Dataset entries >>
:::::

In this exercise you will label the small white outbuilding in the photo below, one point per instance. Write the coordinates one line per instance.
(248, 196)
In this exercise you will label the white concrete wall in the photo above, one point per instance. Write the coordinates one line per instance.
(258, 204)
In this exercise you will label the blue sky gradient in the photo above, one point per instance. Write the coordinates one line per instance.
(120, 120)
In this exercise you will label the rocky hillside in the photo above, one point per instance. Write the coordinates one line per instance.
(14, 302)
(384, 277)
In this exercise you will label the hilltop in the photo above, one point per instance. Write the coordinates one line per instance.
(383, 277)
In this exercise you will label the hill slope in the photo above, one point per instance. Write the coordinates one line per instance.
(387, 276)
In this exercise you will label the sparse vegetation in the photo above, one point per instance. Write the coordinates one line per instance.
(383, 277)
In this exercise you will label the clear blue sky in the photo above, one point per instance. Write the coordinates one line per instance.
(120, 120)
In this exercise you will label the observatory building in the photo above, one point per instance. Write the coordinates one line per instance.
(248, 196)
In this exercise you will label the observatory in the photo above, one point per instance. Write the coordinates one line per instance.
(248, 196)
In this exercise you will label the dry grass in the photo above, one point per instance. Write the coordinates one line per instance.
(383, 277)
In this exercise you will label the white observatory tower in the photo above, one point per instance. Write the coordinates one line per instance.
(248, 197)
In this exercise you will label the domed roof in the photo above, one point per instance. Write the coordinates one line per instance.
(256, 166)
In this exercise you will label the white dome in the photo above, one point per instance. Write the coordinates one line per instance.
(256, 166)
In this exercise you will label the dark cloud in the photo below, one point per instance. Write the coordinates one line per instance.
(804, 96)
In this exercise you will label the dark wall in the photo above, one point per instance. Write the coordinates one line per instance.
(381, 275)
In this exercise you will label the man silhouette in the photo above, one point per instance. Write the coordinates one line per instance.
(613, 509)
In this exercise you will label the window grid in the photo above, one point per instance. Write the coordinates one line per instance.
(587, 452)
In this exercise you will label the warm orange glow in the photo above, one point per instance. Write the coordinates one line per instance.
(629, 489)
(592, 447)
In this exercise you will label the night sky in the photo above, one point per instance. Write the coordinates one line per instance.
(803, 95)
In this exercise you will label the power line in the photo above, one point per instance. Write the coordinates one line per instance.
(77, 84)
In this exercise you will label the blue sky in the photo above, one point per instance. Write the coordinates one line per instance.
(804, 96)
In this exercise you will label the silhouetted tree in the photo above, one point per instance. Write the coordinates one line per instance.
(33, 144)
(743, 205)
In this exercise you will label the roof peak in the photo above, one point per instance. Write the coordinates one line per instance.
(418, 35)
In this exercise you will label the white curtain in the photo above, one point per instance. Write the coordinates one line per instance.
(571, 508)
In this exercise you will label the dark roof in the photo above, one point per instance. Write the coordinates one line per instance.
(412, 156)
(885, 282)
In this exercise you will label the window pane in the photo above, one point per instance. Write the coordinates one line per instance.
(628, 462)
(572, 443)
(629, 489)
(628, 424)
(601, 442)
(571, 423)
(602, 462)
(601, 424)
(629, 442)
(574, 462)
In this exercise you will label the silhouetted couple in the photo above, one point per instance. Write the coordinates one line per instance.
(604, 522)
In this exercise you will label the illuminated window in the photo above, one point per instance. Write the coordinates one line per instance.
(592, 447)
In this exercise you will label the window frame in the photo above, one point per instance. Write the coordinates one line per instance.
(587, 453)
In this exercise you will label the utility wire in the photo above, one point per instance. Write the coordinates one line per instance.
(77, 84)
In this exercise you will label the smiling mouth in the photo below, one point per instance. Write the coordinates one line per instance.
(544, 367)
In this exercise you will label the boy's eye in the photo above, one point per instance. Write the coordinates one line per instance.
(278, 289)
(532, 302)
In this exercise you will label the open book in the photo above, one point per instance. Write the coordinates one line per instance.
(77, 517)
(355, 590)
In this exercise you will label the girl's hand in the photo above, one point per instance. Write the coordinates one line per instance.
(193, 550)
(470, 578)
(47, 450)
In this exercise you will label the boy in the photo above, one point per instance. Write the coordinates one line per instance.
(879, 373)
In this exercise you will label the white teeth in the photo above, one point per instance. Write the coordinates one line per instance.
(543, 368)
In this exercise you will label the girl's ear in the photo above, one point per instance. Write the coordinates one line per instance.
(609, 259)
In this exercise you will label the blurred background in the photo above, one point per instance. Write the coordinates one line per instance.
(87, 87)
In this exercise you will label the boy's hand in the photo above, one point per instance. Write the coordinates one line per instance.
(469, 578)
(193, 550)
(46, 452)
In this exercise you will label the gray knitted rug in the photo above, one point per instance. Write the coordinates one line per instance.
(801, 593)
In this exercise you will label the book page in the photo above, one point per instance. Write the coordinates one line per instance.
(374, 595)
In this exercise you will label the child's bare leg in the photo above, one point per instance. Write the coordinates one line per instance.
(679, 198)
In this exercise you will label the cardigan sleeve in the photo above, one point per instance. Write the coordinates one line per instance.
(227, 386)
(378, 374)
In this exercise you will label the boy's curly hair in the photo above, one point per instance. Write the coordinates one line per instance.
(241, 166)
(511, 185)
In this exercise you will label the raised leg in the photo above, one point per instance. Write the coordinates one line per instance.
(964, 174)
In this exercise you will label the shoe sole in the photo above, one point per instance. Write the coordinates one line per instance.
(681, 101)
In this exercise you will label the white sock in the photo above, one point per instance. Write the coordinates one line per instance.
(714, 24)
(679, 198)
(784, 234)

:::::

WHAT IS REQUIRED >> Reproduce all of the data above, exactly and without omission.

RESPONSE AREA >>
In this exercise you will label the small white outbuilding in the photo below, one point per instance. Write the coordinates one line per instance.
(248, 196)
In this exercise you will label the white concrete wall in the photo above, one point per instance. Write the coordinates one line per instance.
(258, 204)
In this exercise you will label the blue sky gradient in the photo above, one point per instance. Write the coordinates one line per instance.
(120, 120)
In this exercise you will label the rocky hillside in the photo above, one point per instance. Write the coordinates one line per instance.
(14, 302)
(384, 277)
In this exercise you will label the hilltop in the photo above, one point per instance. Write the coordinates one line per instance.
(383, 277)
In this exercise you will label the hill slope in the photo above, one point per instance. Write the coordinates one line per instance.
(387, 276)
In this exercise you will label the sparse vegetation in the photo above, one point per instance. Write the coordinates one line per instance.
(383, 277)
In this exercise you will label the clear blue sky in the photo above, one point per instance. Write the coordinates one line per instance.
(120, 120)
In this exercise you will label the observatory building in the photo above, one point per instance. Write the coordinates one line per instance.
(248, 196)
In this exercise you will label the observatory in the photo above, one point per instance. Write the coordinates one line per instance.
(248, 196)
In this exercise you will label the dry grass in the photo above, one point per instance. Write the coordinates one line per instance.
(383, 277)
In this exercise you will label the white observatory tower in the photo above, one point per instance. Write the coordinates one line per instance.
(248, 197)
In this exercise you will label the domed roof in the photo above, one point per instance. Write the coordinates one line per instance.
(256, 166)
In this exercise you will label the white dome in the photo above, one point per instance. Write the coordinates one line per instance.
(256, 166)
In this exercise you will label the dark cloud in the photo below, one point per instance. Write the coordinates one line per instance.
(804, 96)
In this exercise you will label the dark wall in the photo above, one point per instance. Write the coordinates one line per instance.
(381, 275)
In this exercise you will label the man silhouette in the photo above, one point per instance. Write the coordinates one line per instance.
(613, 509)
In this exercise you will label the window grid in the photo above, one point per instance. Write the coordinates one line per instance.
(587, 452)
In this exercise you will label the warm orange glow in the photo above, one point per instance. Write the coordinates one line per instance.
(629, 489)
(592, 447)
In this exercise you will label the night sky in the photo above, one point per instance. Write the coordinates one line per instance.
(803, 95)
In this exercise you will label the power line in the photo above, one point per instance. Write the coordinates one line per instance.
(77, 84)
In this exercise you will label the blue sky in the photo above, one point per instance. Write the coordinates one line per instance.
(804, 96)
In this exercise you will label the silhouetted tree in the photo above, one point per instance. Write the coordinates one line per instance.
(33, 144)
(743, 205)
In this exercise you will label the roof peak in the photo above, one point per instance. Write the coordinates one line per instance.
(418, 35)
In this exercise you will label the white curtain in the photo above, one point per instance. Write the coordinates one line per instance.
(571, 508)
In this exercise you will label the dark roof in the photo above, one point per instance. Write the coordinates one line per instance.
(412, 156)
(885, 282)
In this exercise you will label the window pane in the photo above, one point per instance. Write the coordinates one line per instance.
(628, 462)
(572, 443)
(629, 489)
(628, 424)
(601, 442)
(571, 423)
(602, 462)
(601, 424)
(629, 442)
(574, 462)
In this exercise you will label the silhouetted couple in the photo above, one point per instance. Write the coordinates one line per instance.
(604, 522)
In this exercise you will label the illuminated window in the photo above, one point per instance. Write the coordinates one line per instance.
(592, 447)
In this exercise you will label the window frame in the photo above, one point per instance. Write the coordinates one line per instance.
(587, 453)
In this exercise you will label the utility wire in the photo above, one point per instance. Write the coordinates one line per instance.
(77, 84)
In this exercise you will label the smiling mouth in the photo below, one point per instance. Write the coordinates one line per instance.
(544, 367)
In this exercise you will label the boy's eye in the photo above, one point per instance. Write the coordinates one line per instance.
(278, 289)
(532, 302)
In this exercise you will label the open book in the photo above, one point per instance. Write the coordinates one line per instance.
(77, 517)
(355, 590)
In this exercise you will label the girl's hand in the photo above, one point per instance. Write the coordinates one line per instance.
(193, 550)
(470, 578)
(47, 450)
In this exercise you will label the boy in the photo above, one point per instance. Write the coordinates one line per instance.
(879, 373)
In this exercise you will label the white teeth in the photo above, one point per instance. Write the coordinates one line per instance.
(543, 368)
In this exercise you will label the girl's ear in the photo above, one point per instance. Write the coordinates one line per instance.
(609, 259)
In this exercise you will label the blurred background in the photo above, one point per instance. Write the coordinates one line per instance.
(87, 87)
In this exercise you will label the boy's hand in the photo above, one point per instance. Write the coordinates one line per instance.
(469, 578)
(193, 550)
(46, 452)
In this exercise you will label the gray knitted rug in the photo above, one point per instance. Write the coordinates one line per instance.
(801, 593)
In this exercise you will label the book page in the photo above, one point per instance. Write the coordinates one line per instance.
(374, 595)
In this exercise you will label the child's bare leg in the photo above, one point per instance. Write the coordinates one line per instance.
(679, 198)
In this exercise you will label the cardigan sleeve in the photo above, one point per instance. Write the coordinates one line per instance.
(227, 386)
(378, 374)
In this exercise you will label the boy's curly hair in the photo above, one point per instance. Write the coordinates one line per instance.
(241, 166)
(511, 185)
In this exercise you will label the raised leg in the photo above, one point per instance. Write the coordinates one line per instance.
(964, 174)
In this exercise you will label the shoe sole in the photo above, one point per instance. Write the coordinates one line per instance.
(681, 101)
In this exercise you will label the white sock in the photo above, one point per instance. Write the coordinates one line per instance.
(714, 24)
(679, 198)
(784, 234)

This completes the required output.